▶ 记录列表
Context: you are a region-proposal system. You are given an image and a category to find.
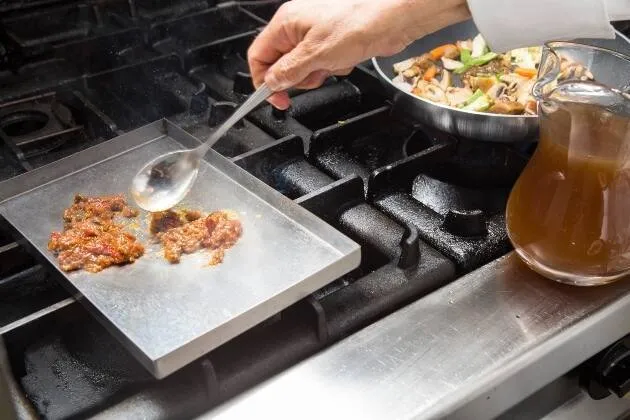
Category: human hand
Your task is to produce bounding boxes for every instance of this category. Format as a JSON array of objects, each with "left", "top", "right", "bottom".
[{"left": 247, "top": 0, "right": 470, "bottom": 109}]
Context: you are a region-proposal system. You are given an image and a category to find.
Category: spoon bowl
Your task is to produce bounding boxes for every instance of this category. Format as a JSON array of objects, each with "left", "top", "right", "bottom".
[
  {"left": 131, "top": 150, "right": 200, "bottom": 212},
  {"left": 131, "top": 83, "right": 273, "bottom": 212}
]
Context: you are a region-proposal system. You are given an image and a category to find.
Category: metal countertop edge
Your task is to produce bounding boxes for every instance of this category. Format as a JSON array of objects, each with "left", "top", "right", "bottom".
[{"left": 199, "top": 253, "right": 630, "bottom": 420}]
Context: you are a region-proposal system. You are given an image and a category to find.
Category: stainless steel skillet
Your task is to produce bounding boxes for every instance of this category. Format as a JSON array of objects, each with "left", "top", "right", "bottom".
[{"left": 372, "top": 20, "right": 630, "bottom": 143}]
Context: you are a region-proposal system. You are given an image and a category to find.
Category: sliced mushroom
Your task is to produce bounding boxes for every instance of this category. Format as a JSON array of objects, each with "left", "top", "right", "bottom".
[
  {"left": 392, "top": 74, "right": 413, "bottom": 92},
  {"left": 444, "top": 45, "right": 459, "bottom": 59},
  {"left": 525, "top": 99, "right": 538, "bottom": 115},
  {"left": 514, "top": 80, "right": 536, "bottom": 105},
  {"left": 412, "top": 79, "right": 447, "bottom": 104},
  {"left": 442, "top": 57, "right": 464, "bottom": 70},
  {"left": 402, "top": 66, "right": 421, "bottom": 79},
  {"left": 446, "top": 87, "right": 473, "bottom": 107},
  {"left": 414, "top": 54, "right": 434, "bottom": 70},
  {"left": 558, "top": 59, "right": 594, "bottom": 81},
  {"left": 486, "top": 83, "right": 508, "bottom": 100}
]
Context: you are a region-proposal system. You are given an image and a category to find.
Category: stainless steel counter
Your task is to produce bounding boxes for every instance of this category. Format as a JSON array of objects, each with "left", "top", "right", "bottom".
[{"left": 201, "top": 254, "right": 630, "bottom": 420}]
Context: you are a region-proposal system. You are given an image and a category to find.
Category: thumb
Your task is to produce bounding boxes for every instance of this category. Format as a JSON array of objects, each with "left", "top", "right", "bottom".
[{"left": 265, "top": 42, "right": 319, "bottom": 92}]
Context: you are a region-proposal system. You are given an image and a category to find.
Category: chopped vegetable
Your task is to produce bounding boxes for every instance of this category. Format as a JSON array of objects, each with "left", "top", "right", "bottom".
[
  {"left": 459, "top": 48, "right": 472, "bottom": 64},
  {"left": 514, "top": 67, "right": 538, "bottom": 79},
  {"left": 442, "top": 57, "right": 464, "bottom": 70},
  {"left": 471, "top": 34, "right": 488, "bottom": 58},
  {"left": 462, "top": 93, "right": 492, "bottom": 112},
  {"left": 422, "top": 66, "right": 437, "bottom": 82},
  {"left": 440, "top": 70, "right": 451, "bottom": 91},
  {"left": 456, "top": 39, "right": 472, "bottom": 52},
  {"left": 429, "top": 44, "right": 459, "bottom": 61},
  {"left": 392, "top": 35, "right": 593, "bottom": 115},
  {"left": 455, "top": 52, "right": 499, "bottom": 74},
  {"left": 394, "top": 58, "right": 416, "bottom": 73},
  {"left": 510, "top": 47, "right": 542, "bottom": 69},
  {"left": 462, "top": 89, "right": 484, "bottom": 107},
  {"left": 468, "top": 76, "right": 498, "bottom": 93}
]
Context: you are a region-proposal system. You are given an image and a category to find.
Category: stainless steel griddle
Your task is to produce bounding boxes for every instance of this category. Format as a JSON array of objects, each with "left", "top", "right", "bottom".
[{"left": 0, "top": 120, "right": 360, "bottom": 378}]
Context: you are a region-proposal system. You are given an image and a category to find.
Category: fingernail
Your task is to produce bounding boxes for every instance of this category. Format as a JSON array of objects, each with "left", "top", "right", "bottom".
[{"left": 265, "top": 73, "right": 284, "bottom": 92}]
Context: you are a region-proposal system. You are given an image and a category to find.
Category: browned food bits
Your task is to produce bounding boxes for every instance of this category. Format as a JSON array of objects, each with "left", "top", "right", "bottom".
[
  {"left": 151, "top": 210, "right": 242, "bottom": 265},
  {"left": 48, "top": 195, "right": 144, "bottom": 273}
]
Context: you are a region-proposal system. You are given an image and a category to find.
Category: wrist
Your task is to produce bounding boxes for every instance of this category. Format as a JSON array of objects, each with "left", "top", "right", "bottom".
[{"left": 401, "top": 0, "right": 471, "bottom": 43}]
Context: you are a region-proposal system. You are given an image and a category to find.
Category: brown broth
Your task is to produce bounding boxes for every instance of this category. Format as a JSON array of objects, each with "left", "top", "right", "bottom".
[{"left": 507, "top": 104, "right": 630, "bottom": 277}]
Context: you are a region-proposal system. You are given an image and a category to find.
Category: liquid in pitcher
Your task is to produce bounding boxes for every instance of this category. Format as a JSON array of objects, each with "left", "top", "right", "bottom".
[{"left": 507, "top": 103, "right": 630, "bottom": 285}]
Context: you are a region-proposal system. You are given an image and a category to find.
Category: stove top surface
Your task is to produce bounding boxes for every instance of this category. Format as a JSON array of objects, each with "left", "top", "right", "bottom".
[{"left": 0, "top": 0, "right": 628, "bottom": 419}]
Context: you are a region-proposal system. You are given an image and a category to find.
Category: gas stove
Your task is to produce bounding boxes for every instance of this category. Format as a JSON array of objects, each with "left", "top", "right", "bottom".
[{"left": 0, "top": 0, "right": 630, "bottom": 419}]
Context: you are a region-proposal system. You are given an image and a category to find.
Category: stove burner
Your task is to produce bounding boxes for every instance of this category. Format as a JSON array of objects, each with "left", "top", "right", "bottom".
[
  {"left": 0, "top": 93, "right": 83, "bottom": 169},
  {"left": 0, "top": 110, "right": 50, "bottom": 138},
  {"left": 411, "top": 174, "right": 510, "bottom": 216}
]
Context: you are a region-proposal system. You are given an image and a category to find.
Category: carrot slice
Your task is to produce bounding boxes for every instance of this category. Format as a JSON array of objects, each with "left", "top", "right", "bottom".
[
  {"left": 514, "top": 67, "right": 538, "bottom": 79},
  {"left": 429, "top": 44, "right": 457, "bottom": 61},
  {"left": 422, "top": 66, "right": 437, "bottom": 82}
]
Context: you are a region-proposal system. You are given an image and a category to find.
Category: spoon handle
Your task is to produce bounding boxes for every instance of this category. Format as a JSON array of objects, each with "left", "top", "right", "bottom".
[{"left": 195, "top": 83, "right": 273, "bottom": 157}]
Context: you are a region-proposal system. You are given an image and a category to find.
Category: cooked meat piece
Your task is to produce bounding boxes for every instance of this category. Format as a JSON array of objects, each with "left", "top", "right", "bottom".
[
  {"left": 159, "top": 219, "right": 208, "bottom": 263},
  {"left": 203, "top": 211, "right": 242, "bottom": 249},
  {"left": 462, "top": 60, "right": 512, "bottom": 78},
  {"left": 149, "top": 210, "right": 184, "bottom": 235},
  {"left": 48, "top": 195, "right": 144, "bottom": 273},
  {"left": 412, "top": 79, "right": 446, "bottom": 104},
  {"left": 488, "top": 98, "right": 525, "bottom": 115},
  {"left": 446, "top": 87, "right": 473, "bottom": 107},
  {"left": 208, "top": 248, "right": 225, "bottom": 265},
  {"left": 63, "top": 194, "right": 136, "bottom": 224},
  {"left": 158, "top": 211, "right": 242, "bottom": 265},
  {"left": 120, "top": 207, "right": 139, "bottom": 219},
  {"left": 184, "top": 210, "right": 203, "bottom": 222}
]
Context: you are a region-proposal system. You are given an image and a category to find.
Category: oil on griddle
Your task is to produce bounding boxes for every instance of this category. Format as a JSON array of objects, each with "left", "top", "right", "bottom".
[{"left": 48, "top": 194, "right": 242, "bottom": 273}]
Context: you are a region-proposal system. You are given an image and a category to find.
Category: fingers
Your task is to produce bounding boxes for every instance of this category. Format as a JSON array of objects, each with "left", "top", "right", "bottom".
[
  {"left": 295, "top": 70, "right": 330, "bottom": 89},
  {"left": 333, "top": 67, "right": 354, "bottom": 76},
  {"left": 267, "top": 92, "right": 291, "bottom": 110},
  {"left": 265, "top": 40, "right": 320, "bottom": 92},
  {"left": 247, "top": 7, "right": 296, "bottom": 88}
]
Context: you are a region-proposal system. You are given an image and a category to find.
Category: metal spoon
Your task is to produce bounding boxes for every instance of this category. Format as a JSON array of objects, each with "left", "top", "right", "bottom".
[{"left": 131, "top": 83, "right": 273, "bottom": 212}]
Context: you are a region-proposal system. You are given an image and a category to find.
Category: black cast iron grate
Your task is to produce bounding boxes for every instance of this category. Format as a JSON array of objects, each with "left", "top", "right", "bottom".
[{"left": 0, "top": 0, "right": 608, "bottom": 419}]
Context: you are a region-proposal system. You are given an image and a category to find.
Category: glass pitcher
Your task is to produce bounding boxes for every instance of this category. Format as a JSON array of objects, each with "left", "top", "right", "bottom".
[{"left": 506, "top": 42, "right": 630, "bottom": 286}]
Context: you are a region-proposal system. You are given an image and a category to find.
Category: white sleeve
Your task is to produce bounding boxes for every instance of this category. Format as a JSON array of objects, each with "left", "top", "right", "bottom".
[{"left": 467, "top": 0, "right": 630, "bottom": 52}]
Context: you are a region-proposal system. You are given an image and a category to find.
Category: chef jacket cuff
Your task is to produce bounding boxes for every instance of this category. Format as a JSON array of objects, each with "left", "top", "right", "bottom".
[{"left": 467, "top": 0, "right": 623, "bottom": 52}]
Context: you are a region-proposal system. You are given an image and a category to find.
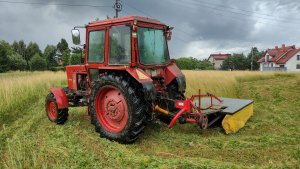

▶ 练习目标
挑出上面记录中所有含有字符串“stove”的行，并逐行完整抄出。

▶ 本题答案
Category: stove top surface
Category: gas stove
Category: stove burner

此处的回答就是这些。